### Selection
****
Friendships and peer relations are very important to girls and many have the social intelligence to manipulate and use these friendships to their own advantage, sometimes using unfriendly and excluding behaviours, according to Dr Barbara Spears from UniSA's School of Education.

Dr Spears has been undertaking research to explore girls' understanding of their friendships and peer relationships, and the tension between the friendship and aggressive and bullying behaviours.

Almost 1000 middle school girls in years 6 to 9 from five single sex and two co-educational schools in metropolitan Adelaide participated in the study.

"In both school settings girls have a very idealised view of friendship, with positive elements such as acceptance, caring, sharing, loyalty, trust, honesty and kindness. These positive aspects bond the relationship, and sharing secrets and disclosing personal details are the cement that holds the friendship together.

"Girls also have a clear boundary about what friends don't do – they don't tell secrets, talk about someone behind their back, attack someone verbally, steal someone's friend or take someone's boyfriend," Dr Spears said.

"When building friendships and consolidating them, girls often use behaviours that protect and preserve their friendship, like shutting others out who might be considered a threat to their friendship. But when a friendship falls over, information that was exclusively and intimately shared in the sanctity of the friendship often becomes the weapon that girls use against the former friend. They attack each other verbally, targeting their reputations and use the peer group to support their action. When the intent to harm the other girl comes into play, girls see it as bullying.

"While bullying is repeated and ongoing across all ages, the older girls are more aware that power is an aspect of bullying and they know how to use it.

"Girls understand very clearly that direct aggression is bullying but when it comes to indirect aggression, definitions and opinions are divided," Dr Spears said.

"While 85 per cent of the girls said that getting others to gang up on someone was bullying, only 56 per cent said that shutting someone out of a group was bullying. Even more surprising, only 42 per cent of the girls thought that telling someone not to speak to a particular girl (deliberately excluding) was a bullying behaviour.

"When challenging their views on exclusion, the girls say they are only joking, and from their point of view they may be, but they are not considering the impact that their behaviour is having on the person who is being victimised," Dr Spears said.

"Teachers should challenge that behaviour by asking the girls, ‘If you are only joking, who is laughing?' and put the onus back on the girls to analyse what they are doing. These actions could shift attitudes and lead to change in the school group.

"The girls need to be taught skills in managing conflicts, that friendship is not ownership and conflict is a normal part of friendship. Ultimately, friendship and bullying are concerned with relationships, and so any solution must examine the interplay between the two."
****
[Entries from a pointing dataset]

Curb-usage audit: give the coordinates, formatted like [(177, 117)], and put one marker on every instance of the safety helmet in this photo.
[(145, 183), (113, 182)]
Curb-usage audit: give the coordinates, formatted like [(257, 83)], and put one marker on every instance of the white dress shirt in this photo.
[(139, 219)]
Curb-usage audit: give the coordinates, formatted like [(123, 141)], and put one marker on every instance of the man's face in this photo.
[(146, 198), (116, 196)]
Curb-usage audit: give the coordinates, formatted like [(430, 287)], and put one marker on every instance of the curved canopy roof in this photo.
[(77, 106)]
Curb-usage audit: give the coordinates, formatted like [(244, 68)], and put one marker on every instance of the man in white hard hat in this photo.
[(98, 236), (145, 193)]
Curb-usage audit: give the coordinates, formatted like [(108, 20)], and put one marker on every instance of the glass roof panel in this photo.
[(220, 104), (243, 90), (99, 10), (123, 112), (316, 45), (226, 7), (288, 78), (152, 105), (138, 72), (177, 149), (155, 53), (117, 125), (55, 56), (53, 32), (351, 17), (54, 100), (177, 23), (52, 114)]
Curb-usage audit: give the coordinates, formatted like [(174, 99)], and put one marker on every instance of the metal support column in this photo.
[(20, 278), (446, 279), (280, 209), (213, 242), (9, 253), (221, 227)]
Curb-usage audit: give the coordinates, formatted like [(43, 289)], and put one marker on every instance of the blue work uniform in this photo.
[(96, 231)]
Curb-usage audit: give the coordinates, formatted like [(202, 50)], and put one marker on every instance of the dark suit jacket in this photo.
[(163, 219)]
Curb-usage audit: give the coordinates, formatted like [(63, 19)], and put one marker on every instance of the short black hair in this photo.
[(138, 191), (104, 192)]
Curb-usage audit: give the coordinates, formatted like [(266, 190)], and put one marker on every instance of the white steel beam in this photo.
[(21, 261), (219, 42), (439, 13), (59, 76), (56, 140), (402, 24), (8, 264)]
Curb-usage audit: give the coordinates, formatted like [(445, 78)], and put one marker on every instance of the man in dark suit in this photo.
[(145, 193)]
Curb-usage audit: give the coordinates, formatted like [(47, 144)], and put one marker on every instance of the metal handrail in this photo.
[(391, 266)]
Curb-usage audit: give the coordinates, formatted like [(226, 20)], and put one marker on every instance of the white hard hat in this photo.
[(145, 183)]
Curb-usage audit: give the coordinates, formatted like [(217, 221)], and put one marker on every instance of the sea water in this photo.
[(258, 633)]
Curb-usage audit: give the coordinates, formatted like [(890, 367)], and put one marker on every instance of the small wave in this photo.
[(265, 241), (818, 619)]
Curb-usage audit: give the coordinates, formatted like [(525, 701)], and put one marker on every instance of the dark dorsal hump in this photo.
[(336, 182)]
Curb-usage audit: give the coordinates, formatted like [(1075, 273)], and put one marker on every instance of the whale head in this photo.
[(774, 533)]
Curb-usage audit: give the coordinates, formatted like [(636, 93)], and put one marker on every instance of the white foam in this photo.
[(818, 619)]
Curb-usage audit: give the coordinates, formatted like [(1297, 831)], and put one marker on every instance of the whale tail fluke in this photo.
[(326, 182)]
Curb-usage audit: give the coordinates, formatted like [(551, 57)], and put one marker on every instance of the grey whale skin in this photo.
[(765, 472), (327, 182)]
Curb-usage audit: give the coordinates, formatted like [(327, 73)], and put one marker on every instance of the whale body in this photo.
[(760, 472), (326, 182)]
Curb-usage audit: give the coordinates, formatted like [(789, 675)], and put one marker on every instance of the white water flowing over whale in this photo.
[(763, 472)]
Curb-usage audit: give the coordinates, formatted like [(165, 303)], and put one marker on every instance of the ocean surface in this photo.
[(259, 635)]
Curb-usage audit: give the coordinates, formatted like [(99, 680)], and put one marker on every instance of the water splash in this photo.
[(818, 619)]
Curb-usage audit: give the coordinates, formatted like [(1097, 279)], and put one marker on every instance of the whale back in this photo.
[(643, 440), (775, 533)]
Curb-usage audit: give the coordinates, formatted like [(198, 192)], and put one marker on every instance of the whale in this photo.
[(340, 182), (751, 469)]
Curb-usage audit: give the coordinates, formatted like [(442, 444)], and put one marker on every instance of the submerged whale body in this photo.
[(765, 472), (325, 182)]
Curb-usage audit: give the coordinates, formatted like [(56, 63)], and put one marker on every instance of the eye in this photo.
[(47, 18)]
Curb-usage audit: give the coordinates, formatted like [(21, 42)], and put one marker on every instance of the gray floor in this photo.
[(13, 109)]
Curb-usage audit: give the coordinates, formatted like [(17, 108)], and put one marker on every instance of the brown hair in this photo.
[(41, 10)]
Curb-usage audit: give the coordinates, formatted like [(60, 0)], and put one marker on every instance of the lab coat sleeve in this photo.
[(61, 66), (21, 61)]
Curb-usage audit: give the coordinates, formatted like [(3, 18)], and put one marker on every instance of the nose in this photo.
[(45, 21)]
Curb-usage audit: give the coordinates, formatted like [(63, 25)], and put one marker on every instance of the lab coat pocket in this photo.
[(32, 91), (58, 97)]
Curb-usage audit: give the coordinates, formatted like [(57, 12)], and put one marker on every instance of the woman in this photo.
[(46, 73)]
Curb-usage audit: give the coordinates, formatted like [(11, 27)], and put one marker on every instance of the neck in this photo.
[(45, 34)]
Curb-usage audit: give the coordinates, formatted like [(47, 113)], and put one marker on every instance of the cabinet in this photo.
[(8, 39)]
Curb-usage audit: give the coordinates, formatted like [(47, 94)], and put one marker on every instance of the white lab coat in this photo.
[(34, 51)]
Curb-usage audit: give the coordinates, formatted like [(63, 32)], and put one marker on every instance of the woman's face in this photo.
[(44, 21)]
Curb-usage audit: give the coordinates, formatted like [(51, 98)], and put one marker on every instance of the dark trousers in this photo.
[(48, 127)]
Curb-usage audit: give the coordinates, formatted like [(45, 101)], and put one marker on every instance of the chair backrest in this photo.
****
### Short exercise A
Please set down the passage from the article on girls' friendships and bullying above, starting at "Friendships and peer relations are" and ending at "School of Education.", word for word.
### Short exercise B
Identify each line in the records that contains the word "roof" and copy those lines out in full.

### Task answer A
Friendships and peer relations are very important to girls and many have the social intelligence to manipulate and use these friendships to their own advantage, sometimes using unfriendly and excluding behaviours, according to Dr Barbara Spears from UniSA's School of Education.

### Task answer B
Curb-usage audit: give the coordinates, formatted like [(430, 287)], and put one marker on every instance of the curved canopy roof in this photo.
Curb-usage audit: give the coordinates, formatted like [(108, 20)], and put one marker on every instance of the glass roof panel in this photo.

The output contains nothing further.